What you have to do:
Set the pictures aside and transcribe exactly the lines from the one containing "waterfall in the photo above." through the final line of the records.

Segment Open

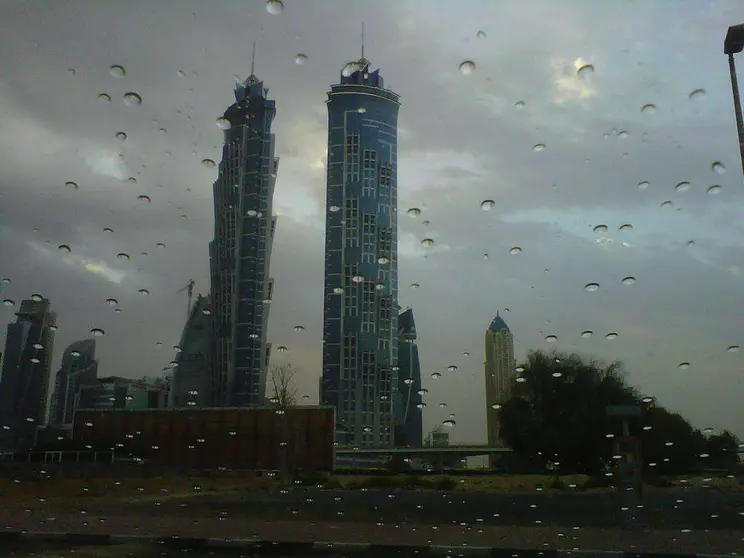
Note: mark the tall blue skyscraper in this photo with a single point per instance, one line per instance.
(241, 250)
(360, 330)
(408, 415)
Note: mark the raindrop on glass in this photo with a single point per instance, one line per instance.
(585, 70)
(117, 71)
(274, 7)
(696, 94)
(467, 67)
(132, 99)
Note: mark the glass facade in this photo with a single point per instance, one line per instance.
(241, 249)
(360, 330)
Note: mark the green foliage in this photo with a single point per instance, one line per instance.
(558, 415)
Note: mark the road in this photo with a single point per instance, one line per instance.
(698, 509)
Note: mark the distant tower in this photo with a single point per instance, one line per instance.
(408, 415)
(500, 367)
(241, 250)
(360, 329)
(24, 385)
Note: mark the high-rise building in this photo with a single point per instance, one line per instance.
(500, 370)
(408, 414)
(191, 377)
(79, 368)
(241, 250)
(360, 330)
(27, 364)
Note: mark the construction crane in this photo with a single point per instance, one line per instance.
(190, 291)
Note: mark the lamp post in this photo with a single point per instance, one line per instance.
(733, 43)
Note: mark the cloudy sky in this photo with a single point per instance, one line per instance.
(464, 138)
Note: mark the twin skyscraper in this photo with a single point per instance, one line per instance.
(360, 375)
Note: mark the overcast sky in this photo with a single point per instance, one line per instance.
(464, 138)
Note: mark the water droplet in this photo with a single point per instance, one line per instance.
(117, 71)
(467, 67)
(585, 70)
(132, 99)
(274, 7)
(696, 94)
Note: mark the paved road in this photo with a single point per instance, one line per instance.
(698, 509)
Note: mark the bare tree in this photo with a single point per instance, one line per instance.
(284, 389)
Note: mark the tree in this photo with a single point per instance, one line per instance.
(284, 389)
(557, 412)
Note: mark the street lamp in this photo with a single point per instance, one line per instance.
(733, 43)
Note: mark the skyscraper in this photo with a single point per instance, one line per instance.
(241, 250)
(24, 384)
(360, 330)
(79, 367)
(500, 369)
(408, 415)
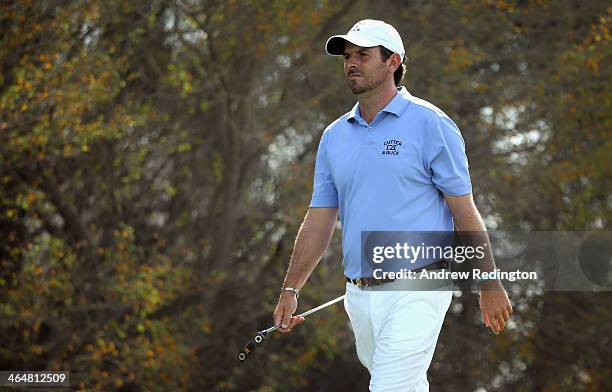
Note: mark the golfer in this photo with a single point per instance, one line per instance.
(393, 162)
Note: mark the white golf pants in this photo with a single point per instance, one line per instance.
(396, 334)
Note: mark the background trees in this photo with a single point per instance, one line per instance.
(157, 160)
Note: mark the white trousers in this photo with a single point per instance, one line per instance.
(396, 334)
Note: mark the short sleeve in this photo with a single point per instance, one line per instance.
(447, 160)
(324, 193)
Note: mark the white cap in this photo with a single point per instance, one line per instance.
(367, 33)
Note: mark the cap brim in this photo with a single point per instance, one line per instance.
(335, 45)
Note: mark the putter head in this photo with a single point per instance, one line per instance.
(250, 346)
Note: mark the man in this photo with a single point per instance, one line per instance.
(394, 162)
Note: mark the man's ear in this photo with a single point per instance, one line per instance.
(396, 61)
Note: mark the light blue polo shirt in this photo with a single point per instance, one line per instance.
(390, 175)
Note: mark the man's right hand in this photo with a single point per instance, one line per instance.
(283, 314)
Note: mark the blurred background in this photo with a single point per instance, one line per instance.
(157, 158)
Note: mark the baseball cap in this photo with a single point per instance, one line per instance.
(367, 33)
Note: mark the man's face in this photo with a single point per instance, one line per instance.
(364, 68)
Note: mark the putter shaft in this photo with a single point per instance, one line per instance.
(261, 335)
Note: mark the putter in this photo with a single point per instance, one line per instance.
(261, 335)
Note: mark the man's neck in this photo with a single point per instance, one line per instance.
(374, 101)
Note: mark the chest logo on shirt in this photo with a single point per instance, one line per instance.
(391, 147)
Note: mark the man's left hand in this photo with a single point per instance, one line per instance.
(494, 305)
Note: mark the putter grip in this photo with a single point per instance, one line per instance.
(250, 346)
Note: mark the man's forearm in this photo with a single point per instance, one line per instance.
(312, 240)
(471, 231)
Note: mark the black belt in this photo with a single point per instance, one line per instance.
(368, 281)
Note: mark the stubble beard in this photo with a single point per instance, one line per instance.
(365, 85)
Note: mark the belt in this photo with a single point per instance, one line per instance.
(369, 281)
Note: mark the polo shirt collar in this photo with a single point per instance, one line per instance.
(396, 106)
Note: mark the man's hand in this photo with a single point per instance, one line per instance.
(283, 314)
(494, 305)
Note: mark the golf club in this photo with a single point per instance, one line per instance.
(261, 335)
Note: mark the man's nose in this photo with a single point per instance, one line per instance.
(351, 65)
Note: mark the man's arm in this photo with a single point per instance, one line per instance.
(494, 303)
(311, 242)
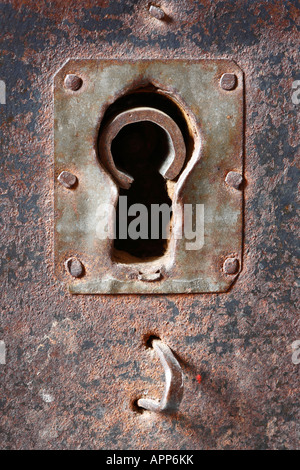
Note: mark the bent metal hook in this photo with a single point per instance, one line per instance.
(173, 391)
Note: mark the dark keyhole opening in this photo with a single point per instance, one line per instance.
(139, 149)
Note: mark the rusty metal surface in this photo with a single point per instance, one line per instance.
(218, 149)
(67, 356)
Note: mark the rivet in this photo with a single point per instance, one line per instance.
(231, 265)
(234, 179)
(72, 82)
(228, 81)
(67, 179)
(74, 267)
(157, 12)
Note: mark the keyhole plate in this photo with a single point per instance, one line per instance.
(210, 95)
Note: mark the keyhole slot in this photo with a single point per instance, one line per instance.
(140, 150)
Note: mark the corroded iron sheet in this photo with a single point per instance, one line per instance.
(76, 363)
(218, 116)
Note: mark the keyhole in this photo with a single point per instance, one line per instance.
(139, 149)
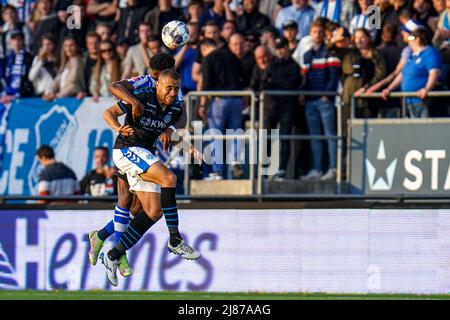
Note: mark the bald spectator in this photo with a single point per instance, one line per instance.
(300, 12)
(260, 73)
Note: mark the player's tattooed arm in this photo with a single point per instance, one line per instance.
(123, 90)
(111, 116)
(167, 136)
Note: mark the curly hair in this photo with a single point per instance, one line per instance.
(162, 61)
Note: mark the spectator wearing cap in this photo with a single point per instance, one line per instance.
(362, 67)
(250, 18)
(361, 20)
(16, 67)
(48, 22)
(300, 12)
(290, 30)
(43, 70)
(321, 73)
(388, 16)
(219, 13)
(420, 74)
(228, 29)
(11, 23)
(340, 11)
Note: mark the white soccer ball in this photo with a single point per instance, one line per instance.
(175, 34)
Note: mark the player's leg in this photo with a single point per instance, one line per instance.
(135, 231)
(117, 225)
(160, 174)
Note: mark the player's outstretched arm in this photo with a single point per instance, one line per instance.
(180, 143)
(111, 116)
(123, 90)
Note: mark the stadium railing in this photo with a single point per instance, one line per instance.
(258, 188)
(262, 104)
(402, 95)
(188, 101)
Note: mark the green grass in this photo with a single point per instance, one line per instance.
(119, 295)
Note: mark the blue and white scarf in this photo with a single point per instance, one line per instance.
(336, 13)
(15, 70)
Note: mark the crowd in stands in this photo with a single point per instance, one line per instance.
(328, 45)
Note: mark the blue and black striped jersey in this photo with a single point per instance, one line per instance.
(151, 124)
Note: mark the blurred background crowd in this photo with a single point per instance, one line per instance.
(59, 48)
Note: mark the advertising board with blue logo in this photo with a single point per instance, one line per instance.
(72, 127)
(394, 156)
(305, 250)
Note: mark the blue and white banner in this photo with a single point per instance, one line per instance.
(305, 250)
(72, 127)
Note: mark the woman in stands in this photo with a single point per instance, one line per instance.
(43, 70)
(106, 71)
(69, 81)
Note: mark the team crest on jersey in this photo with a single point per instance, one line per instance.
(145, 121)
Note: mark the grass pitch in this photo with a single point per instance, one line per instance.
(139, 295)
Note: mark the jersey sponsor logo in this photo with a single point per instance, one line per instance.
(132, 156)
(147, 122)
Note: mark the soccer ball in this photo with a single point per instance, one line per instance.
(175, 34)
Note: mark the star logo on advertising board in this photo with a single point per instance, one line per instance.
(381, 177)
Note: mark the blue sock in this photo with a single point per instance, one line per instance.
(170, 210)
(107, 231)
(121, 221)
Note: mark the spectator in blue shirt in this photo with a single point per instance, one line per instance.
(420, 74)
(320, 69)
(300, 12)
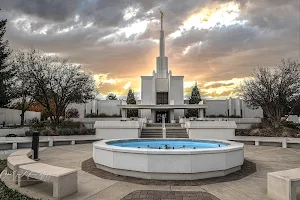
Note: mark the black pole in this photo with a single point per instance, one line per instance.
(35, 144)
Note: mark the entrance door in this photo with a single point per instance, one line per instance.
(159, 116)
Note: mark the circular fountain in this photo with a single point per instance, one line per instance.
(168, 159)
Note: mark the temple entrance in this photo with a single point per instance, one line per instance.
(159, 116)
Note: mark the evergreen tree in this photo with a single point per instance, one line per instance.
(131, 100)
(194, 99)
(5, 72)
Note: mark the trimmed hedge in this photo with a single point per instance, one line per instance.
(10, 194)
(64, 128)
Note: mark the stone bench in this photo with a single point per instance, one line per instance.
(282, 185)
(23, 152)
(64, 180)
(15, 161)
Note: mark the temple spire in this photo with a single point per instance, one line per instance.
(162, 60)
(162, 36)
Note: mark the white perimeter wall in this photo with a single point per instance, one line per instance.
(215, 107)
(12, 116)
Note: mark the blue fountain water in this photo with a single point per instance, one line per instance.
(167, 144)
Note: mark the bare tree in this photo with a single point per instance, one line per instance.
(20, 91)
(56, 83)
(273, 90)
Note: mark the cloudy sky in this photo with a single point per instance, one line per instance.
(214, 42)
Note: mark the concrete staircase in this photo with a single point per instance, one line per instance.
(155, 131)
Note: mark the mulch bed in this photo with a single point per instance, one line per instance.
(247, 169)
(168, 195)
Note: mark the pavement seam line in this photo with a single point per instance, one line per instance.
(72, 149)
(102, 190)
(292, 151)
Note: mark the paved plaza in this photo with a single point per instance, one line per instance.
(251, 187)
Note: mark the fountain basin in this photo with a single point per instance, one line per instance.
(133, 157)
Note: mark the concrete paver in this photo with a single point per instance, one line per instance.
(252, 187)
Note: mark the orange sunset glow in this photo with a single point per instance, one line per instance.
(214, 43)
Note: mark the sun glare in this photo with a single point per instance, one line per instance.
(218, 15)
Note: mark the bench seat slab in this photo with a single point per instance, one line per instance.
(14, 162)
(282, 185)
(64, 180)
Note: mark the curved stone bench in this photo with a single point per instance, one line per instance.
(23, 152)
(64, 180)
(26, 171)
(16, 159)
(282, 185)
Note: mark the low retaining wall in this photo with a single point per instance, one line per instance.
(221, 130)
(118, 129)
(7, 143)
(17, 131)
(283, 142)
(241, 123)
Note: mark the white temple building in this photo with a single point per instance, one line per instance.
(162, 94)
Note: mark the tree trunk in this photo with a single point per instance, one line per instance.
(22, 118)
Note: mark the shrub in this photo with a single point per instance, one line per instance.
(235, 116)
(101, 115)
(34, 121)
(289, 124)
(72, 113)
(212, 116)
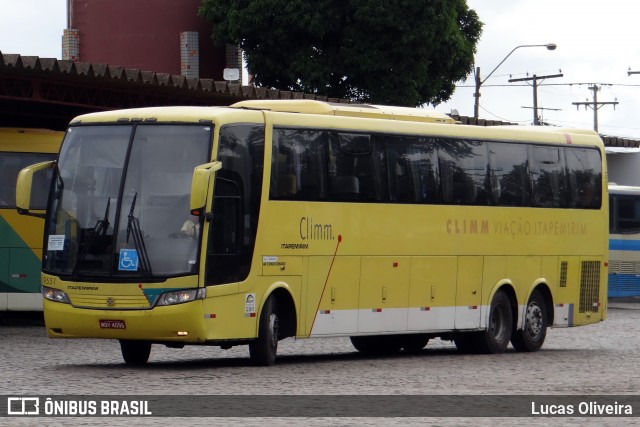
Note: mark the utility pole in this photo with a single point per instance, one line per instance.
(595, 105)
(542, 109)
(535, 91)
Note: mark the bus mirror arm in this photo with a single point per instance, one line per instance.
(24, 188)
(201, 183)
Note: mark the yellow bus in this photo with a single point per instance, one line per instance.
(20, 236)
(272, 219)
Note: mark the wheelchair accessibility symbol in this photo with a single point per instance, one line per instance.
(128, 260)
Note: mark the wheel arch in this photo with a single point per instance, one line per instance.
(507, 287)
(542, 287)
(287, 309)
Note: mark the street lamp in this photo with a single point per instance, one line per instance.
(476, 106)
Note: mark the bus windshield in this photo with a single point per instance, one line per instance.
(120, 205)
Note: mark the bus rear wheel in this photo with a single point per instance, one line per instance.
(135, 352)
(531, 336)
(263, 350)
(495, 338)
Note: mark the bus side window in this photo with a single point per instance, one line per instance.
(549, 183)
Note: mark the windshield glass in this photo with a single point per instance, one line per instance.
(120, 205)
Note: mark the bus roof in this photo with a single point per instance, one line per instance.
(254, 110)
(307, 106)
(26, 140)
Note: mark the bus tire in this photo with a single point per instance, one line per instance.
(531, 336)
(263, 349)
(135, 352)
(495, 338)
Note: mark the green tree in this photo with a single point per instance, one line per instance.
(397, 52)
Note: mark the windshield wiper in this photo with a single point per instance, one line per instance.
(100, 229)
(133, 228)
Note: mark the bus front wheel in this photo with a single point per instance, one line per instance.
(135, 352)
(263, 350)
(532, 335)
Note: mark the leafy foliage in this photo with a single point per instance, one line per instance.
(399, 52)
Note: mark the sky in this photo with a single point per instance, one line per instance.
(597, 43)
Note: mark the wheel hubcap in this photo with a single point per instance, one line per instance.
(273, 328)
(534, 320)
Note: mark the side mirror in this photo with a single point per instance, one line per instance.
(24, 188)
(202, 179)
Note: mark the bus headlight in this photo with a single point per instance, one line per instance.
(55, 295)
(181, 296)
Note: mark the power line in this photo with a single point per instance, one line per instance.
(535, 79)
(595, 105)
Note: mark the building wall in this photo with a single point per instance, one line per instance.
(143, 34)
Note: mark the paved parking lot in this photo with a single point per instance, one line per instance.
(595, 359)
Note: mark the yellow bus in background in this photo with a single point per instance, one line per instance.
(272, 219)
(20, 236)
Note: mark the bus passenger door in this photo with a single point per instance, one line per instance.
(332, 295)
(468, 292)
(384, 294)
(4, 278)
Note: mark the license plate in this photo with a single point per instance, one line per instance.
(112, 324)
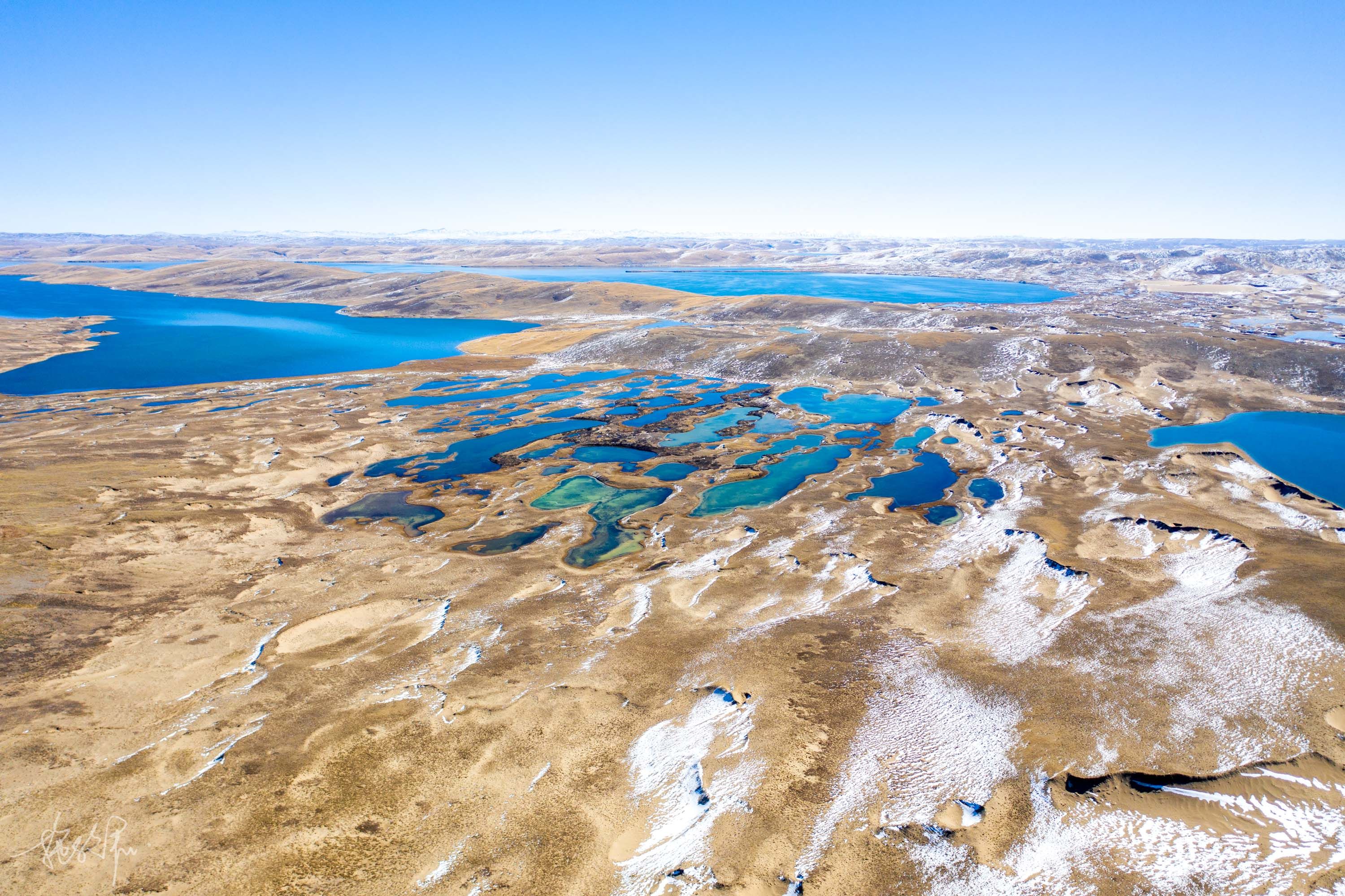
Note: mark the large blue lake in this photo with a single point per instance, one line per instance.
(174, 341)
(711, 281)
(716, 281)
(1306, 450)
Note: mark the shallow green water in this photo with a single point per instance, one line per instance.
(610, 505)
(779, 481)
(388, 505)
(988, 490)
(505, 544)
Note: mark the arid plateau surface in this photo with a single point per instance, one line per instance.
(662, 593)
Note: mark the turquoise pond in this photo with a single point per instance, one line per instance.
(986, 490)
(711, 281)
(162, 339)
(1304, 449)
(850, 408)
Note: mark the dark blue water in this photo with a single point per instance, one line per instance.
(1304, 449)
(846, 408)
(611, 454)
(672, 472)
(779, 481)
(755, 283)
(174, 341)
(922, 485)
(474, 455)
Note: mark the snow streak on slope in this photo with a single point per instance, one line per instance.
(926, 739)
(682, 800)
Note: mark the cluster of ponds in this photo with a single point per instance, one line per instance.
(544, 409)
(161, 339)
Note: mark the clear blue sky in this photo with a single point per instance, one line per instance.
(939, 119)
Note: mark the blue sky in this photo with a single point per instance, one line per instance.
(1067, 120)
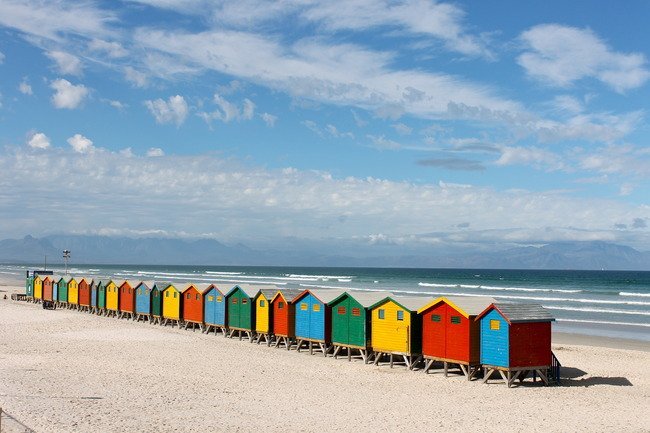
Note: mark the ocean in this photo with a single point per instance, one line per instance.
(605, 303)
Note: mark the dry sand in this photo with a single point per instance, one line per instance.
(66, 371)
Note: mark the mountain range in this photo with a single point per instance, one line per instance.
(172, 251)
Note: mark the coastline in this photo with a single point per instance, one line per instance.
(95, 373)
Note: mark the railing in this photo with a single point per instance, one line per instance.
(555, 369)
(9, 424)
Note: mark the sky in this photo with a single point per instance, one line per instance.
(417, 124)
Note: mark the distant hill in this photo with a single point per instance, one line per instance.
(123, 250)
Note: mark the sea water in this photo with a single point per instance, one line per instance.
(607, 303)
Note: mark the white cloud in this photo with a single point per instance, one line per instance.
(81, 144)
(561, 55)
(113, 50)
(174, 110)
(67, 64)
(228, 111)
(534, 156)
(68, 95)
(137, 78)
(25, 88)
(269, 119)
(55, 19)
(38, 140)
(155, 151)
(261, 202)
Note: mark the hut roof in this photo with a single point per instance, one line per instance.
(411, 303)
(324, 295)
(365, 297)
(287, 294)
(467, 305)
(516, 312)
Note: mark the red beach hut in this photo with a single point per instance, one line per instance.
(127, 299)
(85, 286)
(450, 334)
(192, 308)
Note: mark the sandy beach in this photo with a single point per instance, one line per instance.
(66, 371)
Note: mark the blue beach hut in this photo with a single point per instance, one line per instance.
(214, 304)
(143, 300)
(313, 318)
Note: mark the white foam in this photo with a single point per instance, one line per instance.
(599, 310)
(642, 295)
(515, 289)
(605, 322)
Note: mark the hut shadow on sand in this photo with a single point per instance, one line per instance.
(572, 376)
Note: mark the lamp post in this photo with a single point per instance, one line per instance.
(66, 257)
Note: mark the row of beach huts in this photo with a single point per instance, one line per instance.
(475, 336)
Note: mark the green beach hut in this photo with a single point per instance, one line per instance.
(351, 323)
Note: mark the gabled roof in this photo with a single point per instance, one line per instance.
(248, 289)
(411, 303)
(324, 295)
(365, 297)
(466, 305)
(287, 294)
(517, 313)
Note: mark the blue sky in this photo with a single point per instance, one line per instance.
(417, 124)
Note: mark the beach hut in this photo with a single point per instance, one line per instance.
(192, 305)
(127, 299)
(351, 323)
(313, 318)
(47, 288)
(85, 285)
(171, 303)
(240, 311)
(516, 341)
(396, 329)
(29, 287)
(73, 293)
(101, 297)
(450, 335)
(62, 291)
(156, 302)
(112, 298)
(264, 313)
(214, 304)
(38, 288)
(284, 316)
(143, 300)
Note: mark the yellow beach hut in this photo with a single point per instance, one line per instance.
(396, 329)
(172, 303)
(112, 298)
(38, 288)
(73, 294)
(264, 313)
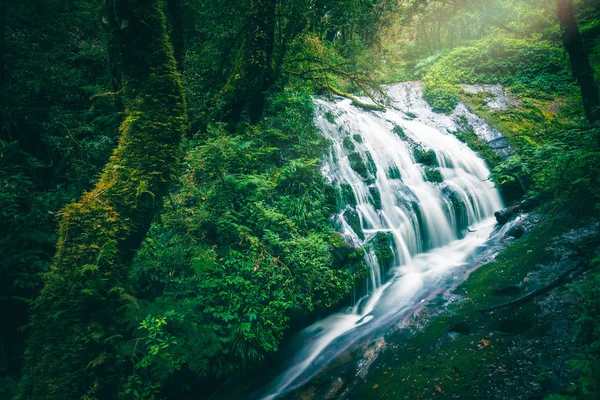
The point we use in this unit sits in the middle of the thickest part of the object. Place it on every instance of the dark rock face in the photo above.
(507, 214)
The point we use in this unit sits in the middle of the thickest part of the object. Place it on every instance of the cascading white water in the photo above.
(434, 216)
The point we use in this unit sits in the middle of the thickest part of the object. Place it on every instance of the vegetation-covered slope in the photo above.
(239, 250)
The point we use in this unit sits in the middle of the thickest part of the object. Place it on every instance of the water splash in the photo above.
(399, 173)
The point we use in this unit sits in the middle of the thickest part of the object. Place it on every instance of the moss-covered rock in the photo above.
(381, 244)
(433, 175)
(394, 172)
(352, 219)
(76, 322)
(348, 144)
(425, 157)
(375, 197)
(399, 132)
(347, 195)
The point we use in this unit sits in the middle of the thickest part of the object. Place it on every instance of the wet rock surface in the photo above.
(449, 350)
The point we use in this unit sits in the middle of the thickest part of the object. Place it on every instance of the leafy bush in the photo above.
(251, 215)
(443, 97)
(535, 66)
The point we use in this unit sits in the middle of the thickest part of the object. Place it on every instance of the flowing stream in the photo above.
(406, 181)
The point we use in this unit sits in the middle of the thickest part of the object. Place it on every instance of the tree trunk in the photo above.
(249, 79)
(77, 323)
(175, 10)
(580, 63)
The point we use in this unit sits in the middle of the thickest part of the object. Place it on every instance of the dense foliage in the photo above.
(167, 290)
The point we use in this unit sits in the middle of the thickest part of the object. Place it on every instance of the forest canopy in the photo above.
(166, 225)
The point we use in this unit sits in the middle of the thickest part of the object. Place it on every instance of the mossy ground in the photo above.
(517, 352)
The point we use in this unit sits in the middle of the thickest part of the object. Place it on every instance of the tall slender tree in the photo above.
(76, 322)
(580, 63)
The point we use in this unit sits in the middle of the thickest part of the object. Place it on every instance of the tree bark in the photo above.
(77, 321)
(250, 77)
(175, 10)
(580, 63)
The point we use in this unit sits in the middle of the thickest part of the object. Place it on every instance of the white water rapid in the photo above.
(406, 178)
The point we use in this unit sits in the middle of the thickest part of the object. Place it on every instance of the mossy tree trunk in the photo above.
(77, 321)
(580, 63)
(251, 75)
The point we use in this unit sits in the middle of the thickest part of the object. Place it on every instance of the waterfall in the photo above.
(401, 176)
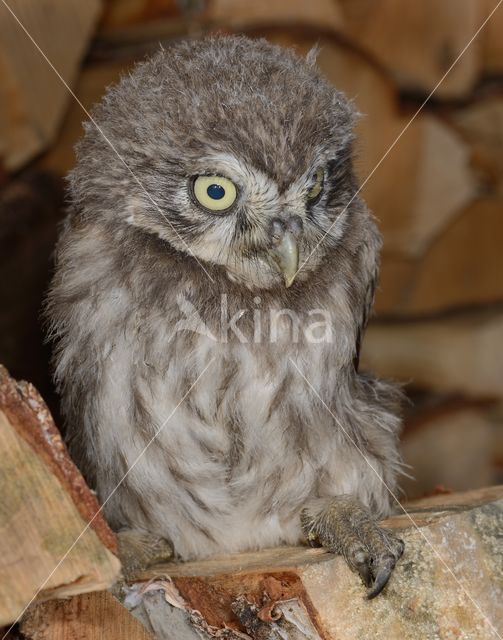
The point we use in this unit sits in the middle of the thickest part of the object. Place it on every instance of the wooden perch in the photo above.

Segment Closed

Answer box:
The point we use in this unit sits in the middle of the thickest part of the object. Place it on every instance of the waterfall in the photo above.
(401, 176)
The point we use in this unit sits in the middle of the thickest part of the object. Place it on every instance of the wooden perch in the photo above.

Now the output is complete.